### Problema planteado 1:
En el relato sobre los chiles en nogada, ¿cuánto duró la travesía en autobús de Puebla a Oaxaca?
### Problema planteado 2:
Por favor, retoma el relato sobre los chiles en nogada justo después de su última oración.

----- Fragmento del documento

A diferencia de ellas, llevo una vida más nómada, encendiendo estufas en cada lugar al que llego. Esta vez como muchas, hago un viaje de Puebla a la ciudad de Oaxaca, la que ha sido mi referente espacial por varios años; pero mi maleta esconde un tesoro. Varias decenas de chiles poblanos, frutas criollas provenientes de las faldas del volcán, nueces de Castilla y la receta de familia. Soy, sentada en el autobús, la nativa que viaja cargada con productos locales para recrear parte de su identidad.

Soy la nativa que viaja cargada con productos locales para recrear parte de su identidad.

Lo que a continuación relato es el paso a paso de un reto que me impuse la temporada pasada: hacer 50 chiles en nogada, en mi casa en Oaxaca, de principio a fin y sin ayuda. Trasladé desde la ciudad de Puebla todos los ingredientes, la receta y la consigna de que todas las mujeres de mi estirpe lo habían logrado año con año. Fueron tres días de mucho trabajo pero también de grandes satisfacciones. Un homenaje al origen, a la identidad que corre por mis venas.

La travesía duró seis horas contando un pequeño retroceso que tuve que hacer por el olvido de la nuez de Castilla que reposaba ya pelada en un lago lácteo en el congelador de casa de mis padres.  Ya lo sabía, pero lo comprobé; las madres son superhéroes y la mía esa tarde a bordo de una nave blanca desafió tiempo y espacio llevándome a la estación. “Autobuses de Oriente anuncia su salida con destino a la ciudad de Oaxaca con horario de 15 horas 45 minutos, favor de abordar el autobús 519 estacionado en el andén 36, por su preferencia gracias”.

Deposité caja y maletas en el maletero y con basta carga de adrenalina que aún transitaba por mi cuerpo, subí al asiento 21 y me desparpajé sobre el 22 también, que por suerte iba desierto.

Las aguas de agosto habían hecho su trabajo sobre el paisaje carretero. Nunca deja de sorprenderme el cambio de los suelos oaxaqueños, tantas veces áridos y sedientos, otras tantas amarillos con destellos de oro bajo un cielo siempre azul. En esta época los órganos se enfilan como espárragos en un hondo recipiente y nos van marcando el camino para penetrar por fin una fresca ensalada de verdes condimentada con polvos de tierra roja y tierra de menta. Si llueve, el aliño es perfecto; sabe a arcoiris.

----------
----- Listado proporcionado

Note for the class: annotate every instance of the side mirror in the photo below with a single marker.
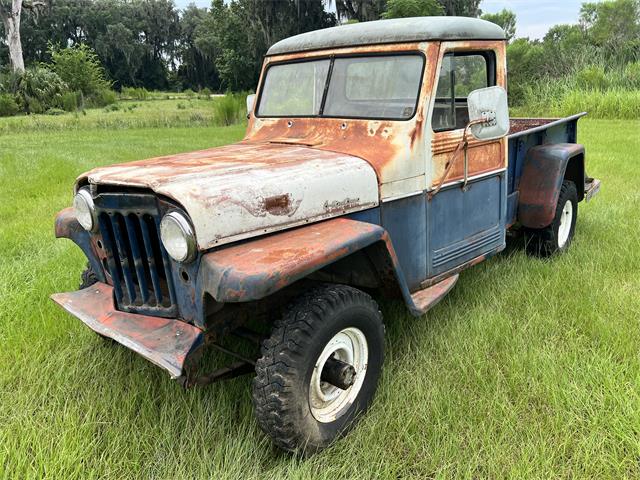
(488, 113)
(251, 99)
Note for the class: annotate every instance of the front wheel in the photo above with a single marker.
(556, 238)
(319, 368)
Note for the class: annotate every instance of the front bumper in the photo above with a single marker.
(165, 342)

----------

### Resultado final 1:
Seis horas, contando un pequeño retroceso por la nuez de Castilla olvidada.

### Resultado final 2:
Así son los caminos, simples o elaborados como platillos a degustar y están ahí listos para ser devorados y dejarnos satisfechos con solo mirar. Yo, la mayoría de las veces duermo en mis trayectos y vieran con qué hambre llego al destino. Ahora lo entiendo, me pierdo de todo el menú y el chillar de tripas es inevitable, lo consideraré para la próxima salida; alimentarme con la mirada.

Cuenticaso (como bien dijera una persona que siempre me ha inspirado) que llegué a la terminal, cargada y recargada. Me subí al taxi y llegué a casa. Mutsk ëts ji ntëjk (mi casa es pequeña) pero jantsy tyimy tsuj (verdaderamente muy bonita). Aprovecho para practicar frases cortas en ayuujk y así mató dos pájaros de un tiro, practico la lengua y cuento la historia. De unos meses para acá me da por pensar que un día me hará mucha falta el tiempo, así que trato de ahorrarlo relacionando cuanto puedo a la vez.

Un buen pelador ayudará para dejar los duraznos en su punto para ser picados. // Foto: Carmen Castillo.

Un buen pelador ayudará para dejar los duraznos en su punto para ser picados. // Foto: Carmen Castillo.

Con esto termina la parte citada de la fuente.